§ Required task: From the line with "Target: green grass pitch" up to and including the final line of the records, put each line into a JSON list of strings, one string per line, with blank lines omitted.

§ Records supplied:
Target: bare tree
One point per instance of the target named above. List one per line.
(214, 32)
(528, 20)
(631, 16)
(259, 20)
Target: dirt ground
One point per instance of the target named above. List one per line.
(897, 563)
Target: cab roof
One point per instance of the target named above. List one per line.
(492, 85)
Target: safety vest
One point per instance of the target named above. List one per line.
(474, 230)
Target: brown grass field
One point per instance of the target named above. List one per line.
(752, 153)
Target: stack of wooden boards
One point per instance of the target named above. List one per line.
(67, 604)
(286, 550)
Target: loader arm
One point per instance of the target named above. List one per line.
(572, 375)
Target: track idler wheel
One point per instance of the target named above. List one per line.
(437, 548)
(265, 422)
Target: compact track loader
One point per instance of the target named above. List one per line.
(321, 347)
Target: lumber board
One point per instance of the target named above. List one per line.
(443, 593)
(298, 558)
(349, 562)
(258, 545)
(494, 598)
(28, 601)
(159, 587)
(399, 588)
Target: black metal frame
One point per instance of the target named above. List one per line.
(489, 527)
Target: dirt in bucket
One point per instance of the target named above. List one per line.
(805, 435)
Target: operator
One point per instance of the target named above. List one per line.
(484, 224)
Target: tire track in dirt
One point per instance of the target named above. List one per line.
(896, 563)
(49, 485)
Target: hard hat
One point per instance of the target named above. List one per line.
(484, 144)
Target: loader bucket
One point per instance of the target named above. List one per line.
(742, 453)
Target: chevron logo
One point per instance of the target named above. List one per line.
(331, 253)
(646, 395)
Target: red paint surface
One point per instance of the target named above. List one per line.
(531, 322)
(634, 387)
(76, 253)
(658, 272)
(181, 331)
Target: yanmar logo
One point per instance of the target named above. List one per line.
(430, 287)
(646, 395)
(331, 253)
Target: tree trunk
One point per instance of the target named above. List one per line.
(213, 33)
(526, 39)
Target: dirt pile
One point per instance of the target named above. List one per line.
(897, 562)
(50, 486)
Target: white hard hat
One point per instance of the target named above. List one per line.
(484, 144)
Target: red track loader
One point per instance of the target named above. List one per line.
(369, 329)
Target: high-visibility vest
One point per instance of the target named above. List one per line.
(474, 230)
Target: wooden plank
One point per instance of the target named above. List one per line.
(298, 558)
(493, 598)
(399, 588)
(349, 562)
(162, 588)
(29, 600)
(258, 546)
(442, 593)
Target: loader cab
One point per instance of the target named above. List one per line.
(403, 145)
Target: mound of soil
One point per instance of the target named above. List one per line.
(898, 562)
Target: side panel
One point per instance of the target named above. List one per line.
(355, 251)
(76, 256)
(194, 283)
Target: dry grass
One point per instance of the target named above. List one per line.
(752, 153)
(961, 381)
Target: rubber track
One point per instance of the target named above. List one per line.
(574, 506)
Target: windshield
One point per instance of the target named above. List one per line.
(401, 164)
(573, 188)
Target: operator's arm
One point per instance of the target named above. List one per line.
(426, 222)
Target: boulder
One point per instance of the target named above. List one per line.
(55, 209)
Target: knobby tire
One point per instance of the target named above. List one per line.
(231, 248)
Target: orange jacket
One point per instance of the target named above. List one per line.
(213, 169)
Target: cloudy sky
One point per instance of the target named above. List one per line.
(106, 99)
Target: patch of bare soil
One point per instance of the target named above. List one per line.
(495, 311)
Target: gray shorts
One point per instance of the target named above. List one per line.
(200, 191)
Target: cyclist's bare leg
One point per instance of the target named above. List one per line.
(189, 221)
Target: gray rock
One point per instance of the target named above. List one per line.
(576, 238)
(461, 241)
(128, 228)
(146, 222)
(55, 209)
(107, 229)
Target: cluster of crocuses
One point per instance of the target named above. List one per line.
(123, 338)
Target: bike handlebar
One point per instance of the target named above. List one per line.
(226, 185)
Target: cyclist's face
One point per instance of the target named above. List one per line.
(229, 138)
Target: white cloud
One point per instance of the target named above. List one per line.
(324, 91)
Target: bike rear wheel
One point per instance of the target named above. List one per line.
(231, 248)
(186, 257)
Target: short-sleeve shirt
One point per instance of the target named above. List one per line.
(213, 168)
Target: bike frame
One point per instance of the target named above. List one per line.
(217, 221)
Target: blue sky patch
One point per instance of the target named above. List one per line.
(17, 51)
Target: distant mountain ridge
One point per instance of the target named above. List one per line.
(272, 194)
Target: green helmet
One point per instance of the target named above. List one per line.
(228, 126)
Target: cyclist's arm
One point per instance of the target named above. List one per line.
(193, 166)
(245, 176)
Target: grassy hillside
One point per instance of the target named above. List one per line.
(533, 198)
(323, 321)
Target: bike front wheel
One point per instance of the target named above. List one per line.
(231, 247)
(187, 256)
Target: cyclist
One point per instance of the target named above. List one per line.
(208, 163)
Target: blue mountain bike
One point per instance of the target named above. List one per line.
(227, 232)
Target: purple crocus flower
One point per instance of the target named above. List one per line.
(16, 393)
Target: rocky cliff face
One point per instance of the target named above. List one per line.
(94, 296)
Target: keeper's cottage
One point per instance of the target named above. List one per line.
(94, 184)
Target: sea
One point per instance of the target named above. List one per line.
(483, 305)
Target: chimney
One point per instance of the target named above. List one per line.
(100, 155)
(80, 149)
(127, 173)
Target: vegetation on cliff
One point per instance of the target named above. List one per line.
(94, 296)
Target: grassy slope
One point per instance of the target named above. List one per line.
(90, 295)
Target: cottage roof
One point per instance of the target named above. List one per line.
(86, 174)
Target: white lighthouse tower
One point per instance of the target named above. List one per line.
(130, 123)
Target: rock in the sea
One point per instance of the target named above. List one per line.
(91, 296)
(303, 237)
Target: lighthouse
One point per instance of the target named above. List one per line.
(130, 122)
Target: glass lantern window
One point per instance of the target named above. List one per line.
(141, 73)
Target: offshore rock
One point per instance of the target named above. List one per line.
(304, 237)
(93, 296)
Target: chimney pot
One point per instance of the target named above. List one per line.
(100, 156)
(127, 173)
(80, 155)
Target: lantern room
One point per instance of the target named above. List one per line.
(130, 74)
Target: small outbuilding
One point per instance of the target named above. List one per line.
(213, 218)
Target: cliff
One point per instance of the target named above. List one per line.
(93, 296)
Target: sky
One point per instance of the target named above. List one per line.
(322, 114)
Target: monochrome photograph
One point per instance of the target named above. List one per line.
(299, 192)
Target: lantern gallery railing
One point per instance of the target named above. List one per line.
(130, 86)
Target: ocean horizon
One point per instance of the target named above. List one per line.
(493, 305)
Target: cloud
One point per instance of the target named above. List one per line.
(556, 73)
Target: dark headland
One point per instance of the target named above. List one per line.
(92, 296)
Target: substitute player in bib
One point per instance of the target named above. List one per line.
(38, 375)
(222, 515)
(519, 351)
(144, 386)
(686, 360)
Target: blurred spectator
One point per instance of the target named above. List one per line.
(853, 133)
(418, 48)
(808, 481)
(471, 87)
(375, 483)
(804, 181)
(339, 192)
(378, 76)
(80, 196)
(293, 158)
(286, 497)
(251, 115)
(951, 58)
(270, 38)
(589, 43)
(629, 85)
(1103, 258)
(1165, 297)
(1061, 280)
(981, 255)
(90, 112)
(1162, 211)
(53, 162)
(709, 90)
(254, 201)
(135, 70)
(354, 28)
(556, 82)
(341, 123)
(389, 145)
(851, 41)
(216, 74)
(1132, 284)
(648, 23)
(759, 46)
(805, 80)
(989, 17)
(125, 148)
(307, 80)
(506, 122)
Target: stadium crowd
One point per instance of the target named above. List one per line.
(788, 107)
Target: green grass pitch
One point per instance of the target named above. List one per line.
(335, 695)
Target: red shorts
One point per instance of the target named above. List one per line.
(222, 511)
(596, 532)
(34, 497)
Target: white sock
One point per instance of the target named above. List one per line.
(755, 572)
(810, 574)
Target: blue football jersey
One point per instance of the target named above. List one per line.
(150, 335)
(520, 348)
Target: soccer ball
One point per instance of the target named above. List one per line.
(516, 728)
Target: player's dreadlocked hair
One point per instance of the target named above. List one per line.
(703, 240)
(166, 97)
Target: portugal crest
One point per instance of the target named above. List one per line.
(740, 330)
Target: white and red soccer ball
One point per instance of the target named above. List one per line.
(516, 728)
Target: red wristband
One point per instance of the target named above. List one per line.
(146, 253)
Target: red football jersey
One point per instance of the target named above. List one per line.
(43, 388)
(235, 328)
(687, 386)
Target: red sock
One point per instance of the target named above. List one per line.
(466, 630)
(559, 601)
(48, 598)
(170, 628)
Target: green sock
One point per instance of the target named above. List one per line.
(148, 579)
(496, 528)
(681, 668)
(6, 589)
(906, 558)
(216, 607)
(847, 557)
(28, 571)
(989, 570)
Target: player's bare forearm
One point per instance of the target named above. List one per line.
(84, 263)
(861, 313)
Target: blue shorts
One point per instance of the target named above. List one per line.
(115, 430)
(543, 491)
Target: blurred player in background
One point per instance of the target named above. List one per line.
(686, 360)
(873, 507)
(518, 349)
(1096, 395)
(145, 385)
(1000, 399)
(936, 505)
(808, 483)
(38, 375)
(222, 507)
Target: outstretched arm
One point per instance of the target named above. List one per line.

§ Solution below:
[
  "Target: green grass pitch",
  "One point per instance of the target named above. List one per line.",
  "(335, 695)",
  "Target: red shorts",
  "One point per instance of the target named above. List one per line.",
  "(222, 511)",
  "(596, 532)",
  "(34, 497)",
  "Target: white sock",
  "One point per instance of the target named above. List one per line.",
  "(755, 572)",
  "(810, 574)",
  "Target: blue football jersey",
  "One point per instance of the target named above. List one per line.",
  "(150, 335)",
  "(520, 348)",
  "Target: soccer ball",
  "One point per instance of the target named above. List one per line.",
  "(516, 728)",
  "Target: player's dreadlocked hair",
  "One point per instance of the target named above. List one per line.",
  "(703, 240)",
  "(166, 97)",
  "Target: portugal crest",
  "One point per instance of the target named above. List one per line.",
  "(740, 330)",
  "Target: white and red soccer ball",
  "One point per instance of the target named above. List one per line.",
  "(516, 728)",
  "Target: red wristband",
  "One point per instance of the target named above. List one per line.",
  "(146, 253)",
  "Target: red football jersey",
  "One point per instance of the target named above. List one per line.",
  "(43, 388)",
  "(235, 328)",
  "(687, 386)",
  "Target: red sock",
  "One point per instance of the target named above. List one per line.",
  "(466, 630)",
  "(559, 601)",
  "(48, 598)",
  "(170, 628)",
  "Target: green sock",
  "One point per instance of the target named above. List one per line.",
  "(148, 579)",
  "(496, 528)",
  "(681, 668)",
  "(6, 589)",
  "(906, 558)",
  "(216, 607)",
  "(847, 557)",
  "(28, 571)",
  "(989, 570)",
  "Target: player's bare forearm",
  "One point per instance of the target named above. List one per line.",
  "(84, 263)",
  "(861, 313)",
  "Target: blue shorts",
  "One point per instance of the target named above. List one per line.",
  "(115, 430)",
  "(543, 491)",
  "Target: blurred player in background",
  "One point per instance of the target named above. List one per line.",
  "(686, 360)",
  "(873, 507)",
  "(518, 349)",
  "(1096, 395)",
  "(145, 385)",
  "(1000, 399)",
  "(936, 505)",
  "(808, 483)",
  "(38, 375)",
  "(222, 507)",
  "Target: outstretched arm",
  "One point per instance of the target named above. List one per line."
]